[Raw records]
====

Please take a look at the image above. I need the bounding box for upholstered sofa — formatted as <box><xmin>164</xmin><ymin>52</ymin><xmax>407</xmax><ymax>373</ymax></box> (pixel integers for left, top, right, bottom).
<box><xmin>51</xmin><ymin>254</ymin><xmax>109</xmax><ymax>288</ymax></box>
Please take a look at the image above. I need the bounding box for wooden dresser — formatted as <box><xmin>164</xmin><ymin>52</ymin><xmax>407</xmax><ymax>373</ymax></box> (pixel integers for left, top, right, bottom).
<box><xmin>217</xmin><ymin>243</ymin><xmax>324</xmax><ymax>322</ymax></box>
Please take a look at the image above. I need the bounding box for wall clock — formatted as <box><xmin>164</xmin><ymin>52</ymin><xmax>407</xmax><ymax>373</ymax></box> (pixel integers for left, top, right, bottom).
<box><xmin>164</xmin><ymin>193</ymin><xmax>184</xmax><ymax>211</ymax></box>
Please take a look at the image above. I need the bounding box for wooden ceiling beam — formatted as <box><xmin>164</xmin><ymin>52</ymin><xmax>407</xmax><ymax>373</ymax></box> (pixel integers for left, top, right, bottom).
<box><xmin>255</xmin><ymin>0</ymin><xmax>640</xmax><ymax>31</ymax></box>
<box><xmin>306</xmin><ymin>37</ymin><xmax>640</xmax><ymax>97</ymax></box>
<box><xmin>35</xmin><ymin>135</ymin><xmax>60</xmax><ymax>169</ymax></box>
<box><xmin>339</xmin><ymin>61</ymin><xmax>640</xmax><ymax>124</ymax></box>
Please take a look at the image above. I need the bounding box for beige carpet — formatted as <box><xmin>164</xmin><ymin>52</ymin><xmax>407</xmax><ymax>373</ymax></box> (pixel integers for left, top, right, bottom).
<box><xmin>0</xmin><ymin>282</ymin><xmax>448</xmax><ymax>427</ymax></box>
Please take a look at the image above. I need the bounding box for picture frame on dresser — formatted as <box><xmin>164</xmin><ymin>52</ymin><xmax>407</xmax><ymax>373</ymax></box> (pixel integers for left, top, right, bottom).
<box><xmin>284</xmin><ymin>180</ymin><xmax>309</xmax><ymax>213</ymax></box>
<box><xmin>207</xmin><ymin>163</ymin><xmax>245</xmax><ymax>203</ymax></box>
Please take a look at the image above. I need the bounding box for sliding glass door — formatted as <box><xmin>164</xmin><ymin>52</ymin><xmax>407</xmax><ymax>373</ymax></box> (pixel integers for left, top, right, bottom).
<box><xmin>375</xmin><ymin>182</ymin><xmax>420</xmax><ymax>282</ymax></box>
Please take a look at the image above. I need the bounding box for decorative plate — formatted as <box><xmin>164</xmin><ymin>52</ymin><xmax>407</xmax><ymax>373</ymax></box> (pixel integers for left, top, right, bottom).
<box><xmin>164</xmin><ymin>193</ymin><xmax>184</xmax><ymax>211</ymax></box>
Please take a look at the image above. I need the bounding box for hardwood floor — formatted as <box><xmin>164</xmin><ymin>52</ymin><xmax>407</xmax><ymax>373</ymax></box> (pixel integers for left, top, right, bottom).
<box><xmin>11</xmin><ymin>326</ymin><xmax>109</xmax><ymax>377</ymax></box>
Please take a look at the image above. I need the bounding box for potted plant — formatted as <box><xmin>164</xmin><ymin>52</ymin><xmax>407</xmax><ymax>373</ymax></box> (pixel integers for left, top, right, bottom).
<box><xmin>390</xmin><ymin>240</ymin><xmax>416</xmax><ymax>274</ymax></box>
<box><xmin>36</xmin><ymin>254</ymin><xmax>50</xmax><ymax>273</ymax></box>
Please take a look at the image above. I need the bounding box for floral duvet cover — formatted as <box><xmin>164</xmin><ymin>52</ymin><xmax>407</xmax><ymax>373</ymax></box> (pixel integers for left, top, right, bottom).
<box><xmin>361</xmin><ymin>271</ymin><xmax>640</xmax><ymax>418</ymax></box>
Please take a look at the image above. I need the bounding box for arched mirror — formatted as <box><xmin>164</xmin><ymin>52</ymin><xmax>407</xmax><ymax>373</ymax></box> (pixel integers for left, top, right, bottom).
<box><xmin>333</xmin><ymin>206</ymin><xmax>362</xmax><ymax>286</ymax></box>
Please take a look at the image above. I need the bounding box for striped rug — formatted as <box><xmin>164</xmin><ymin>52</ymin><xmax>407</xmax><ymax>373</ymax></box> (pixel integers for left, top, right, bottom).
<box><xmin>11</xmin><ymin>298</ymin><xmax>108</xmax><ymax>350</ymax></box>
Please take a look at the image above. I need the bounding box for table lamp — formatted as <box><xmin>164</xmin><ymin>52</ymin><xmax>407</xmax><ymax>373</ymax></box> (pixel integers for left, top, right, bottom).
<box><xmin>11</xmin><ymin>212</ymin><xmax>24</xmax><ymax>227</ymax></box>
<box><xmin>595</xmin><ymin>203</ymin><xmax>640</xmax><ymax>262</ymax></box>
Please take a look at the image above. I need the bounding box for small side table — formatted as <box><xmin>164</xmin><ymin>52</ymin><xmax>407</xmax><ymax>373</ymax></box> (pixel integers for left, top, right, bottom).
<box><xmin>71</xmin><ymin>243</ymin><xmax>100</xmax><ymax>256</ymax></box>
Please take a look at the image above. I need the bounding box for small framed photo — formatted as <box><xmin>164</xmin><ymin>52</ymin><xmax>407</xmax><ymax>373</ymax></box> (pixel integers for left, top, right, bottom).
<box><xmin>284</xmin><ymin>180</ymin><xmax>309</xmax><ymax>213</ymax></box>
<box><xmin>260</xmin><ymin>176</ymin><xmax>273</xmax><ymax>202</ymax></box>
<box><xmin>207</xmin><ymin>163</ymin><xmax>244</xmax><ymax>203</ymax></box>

====

PROBLEM TO WORK ON: Rewrite everything from the line containing "box for table" down through the end of the rows, swapping "small" for "little" and keeping everything else the same.

THE ANSWER:
Please take a look at the image above. I need the bounding box for table lamp — formatted as <box><xmin>164</xmin><ymin>52</ymin><xmax>407</xmax><ymax>373</ymax></box> (pixel integers for left, top, right, bottom).
<box><xmin>11</xmin><ymin>212</ymin><xmax>24</xmax><ymax>227</ymax></box>
<box><xmin>595</xmin><ymin>203</ymin><xmax>640</xmax><ymax>262</ymax></box>
Please take a look at the image above. I need the bounding box for little side table — formatted as <box><xmin>164</xmin><ymin>52</ymin><xmax>407</xmax><ymax>373</ymax></box> (pixel integers for left, top, right, bottom).
<box><xmin>71</xmin><ymin>243</ymin><xmax>100</xmax><ymax>256</ymax></box>
Please take a look at the image above. I need the bounding box for little framed photo — formatted as <box><xmin>164</xmin><ymin>52</ymin><xmax>407</xmax><ymax>373</ymax></box> (pixel integers for left, top, right, bottom).
<box><xmin>284</xmin><ymin>180</ymin><xmax>309</xmax><ymax>213</ymax></box>
<box><xmin>260</xmin><ymin>176</ymin><xmax>273</xmax><ymax>202</ymax></box>
<box><xmin>207</xmin><ymin>163</ymin><xmax>244</xmax><ymax>203</ymax></box>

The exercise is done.